◆ **ABOUT THIS TASK**
Starting with the first line of the data below, copy each line up to and including the one containing "Audit log entry: the rock outcrop". Pictures stay out.

◆ **ENTRIES SUPPLIED**
+ + + +

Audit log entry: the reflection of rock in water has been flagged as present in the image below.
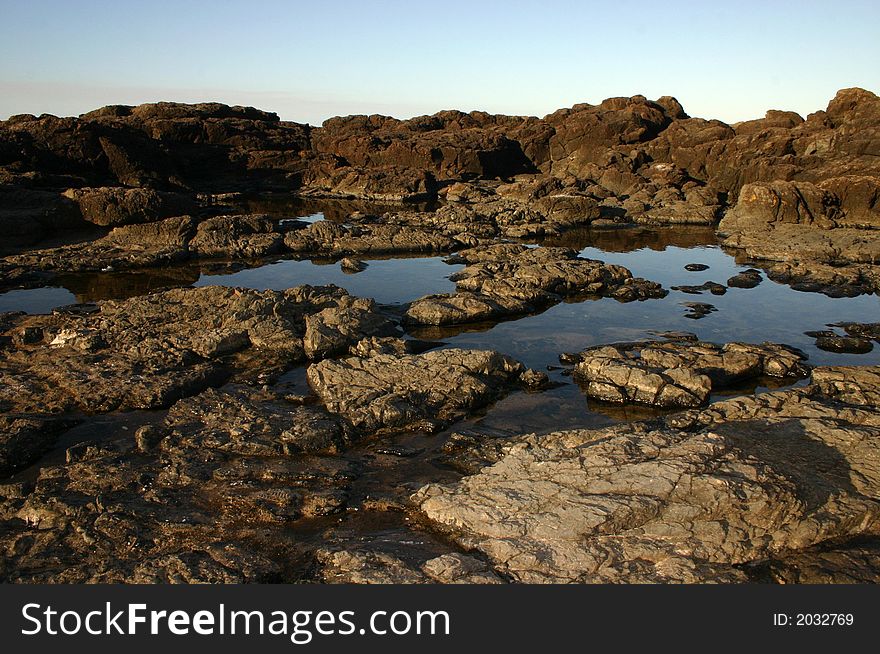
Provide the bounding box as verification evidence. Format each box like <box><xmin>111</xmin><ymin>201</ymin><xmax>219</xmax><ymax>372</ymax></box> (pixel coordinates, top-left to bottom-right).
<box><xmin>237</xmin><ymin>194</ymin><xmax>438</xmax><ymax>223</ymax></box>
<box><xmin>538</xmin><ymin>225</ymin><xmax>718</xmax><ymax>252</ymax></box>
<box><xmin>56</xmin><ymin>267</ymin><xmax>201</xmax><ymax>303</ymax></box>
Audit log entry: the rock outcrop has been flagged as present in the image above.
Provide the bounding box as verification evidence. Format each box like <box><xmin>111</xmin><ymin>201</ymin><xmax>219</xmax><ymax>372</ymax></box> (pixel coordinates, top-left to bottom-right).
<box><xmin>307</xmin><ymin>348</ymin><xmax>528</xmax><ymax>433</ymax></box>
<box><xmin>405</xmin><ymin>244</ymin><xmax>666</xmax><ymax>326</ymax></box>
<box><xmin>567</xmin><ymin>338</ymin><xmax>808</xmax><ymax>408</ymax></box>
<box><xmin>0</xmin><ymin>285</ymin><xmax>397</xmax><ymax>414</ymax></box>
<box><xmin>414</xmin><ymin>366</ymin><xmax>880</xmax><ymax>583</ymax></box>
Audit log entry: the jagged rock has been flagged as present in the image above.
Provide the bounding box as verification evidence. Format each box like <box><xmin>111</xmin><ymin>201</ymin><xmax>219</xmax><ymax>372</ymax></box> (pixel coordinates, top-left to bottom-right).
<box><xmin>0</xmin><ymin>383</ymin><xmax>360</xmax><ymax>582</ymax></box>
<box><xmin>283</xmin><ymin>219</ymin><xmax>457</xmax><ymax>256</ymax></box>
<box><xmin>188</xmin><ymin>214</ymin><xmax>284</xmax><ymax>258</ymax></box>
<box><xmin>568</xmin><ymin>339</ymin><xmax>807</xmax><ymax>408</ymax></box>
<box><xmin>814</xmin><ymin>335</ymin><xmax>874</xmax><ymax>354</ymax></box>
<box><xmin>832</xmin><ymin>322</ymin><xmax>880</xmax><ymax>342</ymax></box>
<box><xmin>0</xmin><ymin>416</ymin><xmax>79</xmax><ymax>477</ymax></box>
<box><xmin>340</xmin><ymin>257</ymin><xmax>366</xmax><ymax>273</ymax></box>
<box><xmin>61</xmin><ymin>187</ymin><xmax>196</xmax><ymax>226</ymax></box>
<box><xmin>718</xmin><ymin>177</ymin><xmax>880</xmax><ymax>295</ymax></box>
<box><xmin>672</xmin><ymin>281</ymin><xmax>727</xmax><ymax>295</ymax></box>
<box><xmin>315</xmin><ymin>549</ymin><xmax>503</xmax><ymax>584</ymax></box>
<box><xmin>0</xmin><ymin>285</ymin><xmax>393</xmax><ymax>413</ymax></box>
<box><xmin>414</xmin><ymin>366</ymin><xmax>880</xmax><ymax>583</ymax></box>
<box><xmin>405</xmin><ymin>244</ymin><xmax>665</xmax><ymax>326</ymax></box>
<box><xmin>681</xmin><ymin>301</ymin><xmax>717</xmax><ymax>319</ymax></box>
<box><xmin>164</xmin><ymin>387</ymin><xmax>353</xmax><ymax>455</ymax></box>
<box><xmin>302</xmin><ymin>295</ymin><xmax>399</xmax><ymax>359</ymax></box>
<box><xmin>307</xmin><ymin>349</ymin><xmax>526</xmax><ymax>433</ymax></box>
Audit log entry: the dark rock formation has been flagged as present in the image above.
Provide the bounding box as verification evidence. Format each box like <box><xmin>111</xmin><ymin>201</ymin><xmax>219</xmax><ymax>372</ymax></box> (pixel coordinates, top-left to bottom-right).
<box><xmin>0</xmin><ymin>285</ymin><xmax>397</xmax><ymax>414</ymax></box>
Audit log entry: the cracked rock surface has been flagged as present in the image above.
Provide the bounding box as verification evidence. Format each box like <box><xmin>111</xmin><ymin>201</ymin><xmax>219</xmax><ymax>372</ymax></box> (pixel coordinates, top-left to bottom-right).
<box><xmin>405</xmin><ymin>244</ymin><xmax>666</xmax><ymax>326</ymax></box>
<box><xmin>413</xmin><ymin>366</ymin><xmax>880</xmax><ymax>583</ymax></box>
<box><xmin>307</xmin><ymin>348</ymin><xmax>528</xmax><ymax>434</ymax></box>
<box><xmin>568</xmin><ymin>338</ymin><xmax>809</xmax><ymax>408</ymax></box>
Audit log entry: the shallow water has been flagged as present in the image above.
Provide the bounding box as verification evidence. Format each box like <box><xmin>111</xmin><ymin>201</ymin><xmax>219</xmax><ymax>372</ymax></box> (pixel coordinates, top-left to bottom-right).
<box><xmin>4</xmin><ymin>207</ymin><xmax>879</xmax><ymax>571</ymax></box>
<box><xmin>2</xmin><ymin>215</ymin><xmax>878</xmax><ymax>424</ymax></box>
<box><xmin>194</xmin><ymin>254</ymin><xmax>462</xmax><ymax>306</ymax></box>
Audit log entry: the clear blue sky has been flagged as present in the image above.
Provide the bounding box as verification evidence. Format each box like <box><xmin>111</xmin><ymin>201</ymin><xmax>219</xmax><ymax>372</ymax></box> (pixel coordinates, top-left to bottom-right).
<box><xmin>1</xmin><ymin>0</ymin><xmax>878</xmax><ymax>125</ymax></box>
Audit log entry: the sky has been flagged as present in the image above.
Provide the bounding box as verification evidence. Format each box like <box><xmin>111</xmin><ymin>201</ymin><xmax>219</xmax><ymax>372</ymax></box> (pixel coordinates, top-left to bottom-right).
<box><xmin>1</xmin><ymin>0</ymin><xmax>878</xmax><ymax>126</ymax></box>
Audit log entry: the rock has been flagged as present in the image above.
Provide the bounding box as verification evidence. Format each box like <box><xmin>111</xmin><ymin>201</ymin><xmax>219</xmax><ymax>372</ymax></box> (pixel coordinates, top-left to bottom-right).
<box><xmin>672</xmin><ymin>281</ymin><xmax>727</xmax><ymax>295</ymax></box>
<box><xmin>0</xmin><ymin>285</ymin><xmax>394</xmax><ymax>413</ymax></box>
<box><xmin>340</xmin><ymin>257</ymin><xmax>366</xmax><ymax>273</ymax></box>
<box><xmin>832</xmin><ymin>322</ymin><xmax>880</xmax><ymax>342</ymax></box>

+ + + +

◆ **ANSWER SECTION**
Audit log entry: the reflection of rock in water has been flagged as present in the image below.
Provide the bounding box as verification evidence. Format each box like <box><xmin>111</xmin><ymin>201</ymin><xmax>219</xmax><ymax>372</ymax></box> (pixel coordinates, top-left to bottom-right).
<box><xmin>237</xmin><ymin>194</ymin><xmax>438</xmax><ymax>223</ymax></box>
<box><xmin>538</xmin><ymin>225</ymin><xmax>718</xmax><ymax>252</ymax></box>
<box><xmin>56</xmin><ymin>267</ymin><xmax>201</xmax><ymax>303</ymax></box>
Audit log entry: the rock outcrop has been flagged as present in the image above.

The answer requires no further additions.